Directions for this task: Would you print every entry exactly as it appears?
┏━━
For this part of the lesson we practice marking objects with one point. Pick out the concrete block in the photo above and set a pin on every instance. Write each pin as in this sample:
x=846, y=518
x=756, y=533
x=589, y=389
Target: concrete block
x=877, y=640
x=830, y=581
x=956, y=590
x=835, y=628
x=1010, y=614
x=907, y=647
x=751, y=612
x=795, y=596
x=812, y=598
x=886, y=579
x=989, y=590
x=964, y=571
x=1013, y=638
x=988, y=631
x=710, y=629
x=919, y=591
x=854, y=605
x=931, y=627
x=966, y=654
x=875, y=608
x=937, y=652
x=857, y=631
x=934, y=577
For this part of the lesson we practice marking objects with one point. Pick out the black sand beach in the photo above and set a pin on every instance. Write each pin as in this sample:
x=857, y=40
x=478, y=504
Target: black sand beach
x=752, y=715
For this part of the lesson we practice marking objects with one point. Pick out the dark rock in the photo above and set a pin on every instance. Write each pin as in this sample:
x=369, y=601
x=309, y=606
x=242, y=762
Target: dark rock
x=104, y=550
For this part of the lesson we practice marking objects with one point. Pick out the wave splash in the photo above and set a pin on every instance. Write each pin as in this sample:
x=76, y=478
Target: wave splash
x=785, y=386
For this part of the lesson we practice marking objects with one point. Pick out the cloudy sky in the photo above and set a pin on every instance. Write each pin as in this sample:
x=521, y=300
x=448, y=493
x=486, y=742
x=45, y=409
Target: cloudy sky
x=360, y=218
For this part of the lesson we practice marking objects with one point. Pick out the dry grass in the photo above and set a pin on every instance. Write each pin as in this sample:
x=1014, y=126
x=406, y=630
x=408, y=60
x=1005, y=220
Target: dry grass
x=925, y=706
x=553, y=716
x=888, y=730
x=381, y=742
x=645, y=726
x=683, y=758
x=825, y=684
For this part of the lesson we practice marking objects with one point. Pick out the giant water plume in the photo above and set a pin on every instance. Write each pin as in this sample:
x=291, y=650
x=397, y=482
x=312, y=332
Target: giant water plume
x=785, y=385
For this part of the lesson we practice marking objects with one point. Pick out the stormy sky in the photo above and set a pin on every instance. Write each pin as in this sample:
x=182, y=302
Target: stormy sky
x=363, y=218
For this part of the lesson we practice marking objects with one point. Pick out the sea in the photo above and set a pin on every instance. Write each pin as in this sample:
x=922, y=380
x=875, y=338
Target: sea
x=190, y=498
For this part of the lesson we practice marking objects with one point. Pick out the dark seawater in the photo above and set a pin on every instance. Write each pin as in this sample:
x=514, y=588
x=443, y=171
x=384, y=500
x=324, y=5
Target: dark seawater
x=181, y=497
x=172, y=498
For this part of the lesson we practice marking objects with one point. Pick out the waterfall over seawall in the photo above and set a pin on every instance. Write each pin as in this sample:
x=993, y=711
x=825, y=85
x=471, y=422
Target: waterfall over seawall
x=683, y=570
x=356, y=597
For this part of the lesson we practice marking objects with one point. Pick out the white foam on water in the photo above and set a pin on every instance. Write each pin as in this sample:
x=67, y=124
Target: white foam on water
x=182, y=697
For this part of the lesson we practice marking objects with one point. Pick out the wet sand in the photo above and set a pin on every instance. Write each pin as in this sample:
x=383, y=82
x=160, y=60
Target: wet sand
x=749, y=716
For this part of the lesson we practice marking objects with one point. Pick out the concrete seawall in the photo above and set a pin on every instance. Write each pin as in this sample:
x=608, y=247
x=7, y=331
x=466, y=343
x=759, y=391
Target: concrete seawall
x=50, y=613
┗━━
Your solution:
For this part of the lesson we practice marking objects with one point. Pick out the concrete block in the photo above and set a pin on every instance. Write each pin as in this sample:
x=846, y=518
x=756, y=533
x=589, y=389
Target: concrete block
x=877, y=640
x=830, y=581
x=956, y=590
x=835, y=628
x=1010, y=614
x=907, y=647
x=751, y=612
x=795, y=596
x=812, y=598
x=886, y=579
x=989, y=590
x=964, y=571
x=1013, y=638
x=988, y=631
x=710, y=629
x=919, y=591
x=854, y=605
x=931, y=627
x=966, y=654
x=875, y=608
x=937, y=652
x=857, y=631
x=934, y=577
For this part of the lesson we practice marking objects with one point. Pick out the black sand beach in the photo above and set a pin on every instance. Write each pin as in this sample:
x=857, y=40
x=478, y=504
Target: black sand beach
x=752, y=715
For this part of the lesson we practice marking objects with one point. Pick out the dark rock in the photo above and set a pin on every instance. Write each pin as in this sample:
x=369, y=601
x=309, y=606
x=242, y=762
Target: dark rock
x=104, y=550
For this part of the lesson we practice marking objects with one point. Pick out the wave splash in the photo above and set a pin on every instance. Write each pin as in this sample:
x=76, y=478
Target: wave splash
x=785, y=386
For this part of the lesson we practice marking objects with one point. Pick out the cloudy sky in the photo above and set a pin on every instance. Write each pin as in this sample:
x=521, y=300
x=448, y=493
x=486, y=742
x=45, y=409
Target: cloudy sky
x=360, y=218
For this part of the lesson we practice marking objects with one point. Pick out the dry grass in the photo above and set a pin on every instance. Write each pin as in this sample:
x=1014, y=126
x=406, y=630
x=408, y=60
x=1005, y=220
Target: dry grass
x=925, y=706
x=553, y=716
x=888, y=730
x=381, y=742
x=645, y=726
x=683, y=758
x=825, y=684
For this part of the lesson we practice marking objects with one point. Pick out the giant water plume in the photo above and set a pin on every instance. Write each pin as in this sample:
x=291, y=650
x=397, y=482
x=312, y=332
Target: giant water plume
x=785, y=385
For this part of the lesson we practice marking objects with one point. Pick out the stormy sky in the photo above and set a pin on every instance. Write each pin as in this sample:
x=182, y=302
Target: stormy sky
x=363, y=218
For this part of the lesson we practice marking objects with one point. Pick out the sea in the photo above and set a pin on every instance. Write each pin as in this sample:
x=922, y=380
x=875, y=338
Target: sea
x=190, y=498
For this part of the lesson we practice marking objects with one point. Pick out the dark seawater in the photo above and set a pin on every instance. Write each pin as in this sample:
x=514, y=588
x=443, y=171
x=384, y=500
x=324, y=5
Target: dark seawater
x=181, y=497
x=172, y=498
For this part of the lesson we practice marking objects with one point. Pick out the waterfall over seawall in the photo above and set a pin on every instance. Write each pin as in this sample:
x=993, y=711
x=825, y=85
x=471, y=422
Target: waterfall over seawall
x=683, y=570
x=356, y=597
For this part of the lesson we practice marking objects with one point. Pick out the white foam on water in the photo above and set a pin on every instance. Write each pin as in this sample:
x=67, y=124
Target: white foam on water
x=182, y=697
For this part of the lesson we practice marking objects with one point. Pick out the wet sand in the photo above and set a pin on every instance. Write each pin as in this sample:
x=383, y=82
x=160, y=60
Target: wet sand
x=749, y=716
For this part of the lesson we practice marking objects with one point. Pick out the concrete seawall in the photo above and set a pin on every instance. Write each pin as in this sample:
x=608, y=247
x=7, y=331
x=466, y=343
x=759, y=391
Target: concrete seawall
x=50, y=613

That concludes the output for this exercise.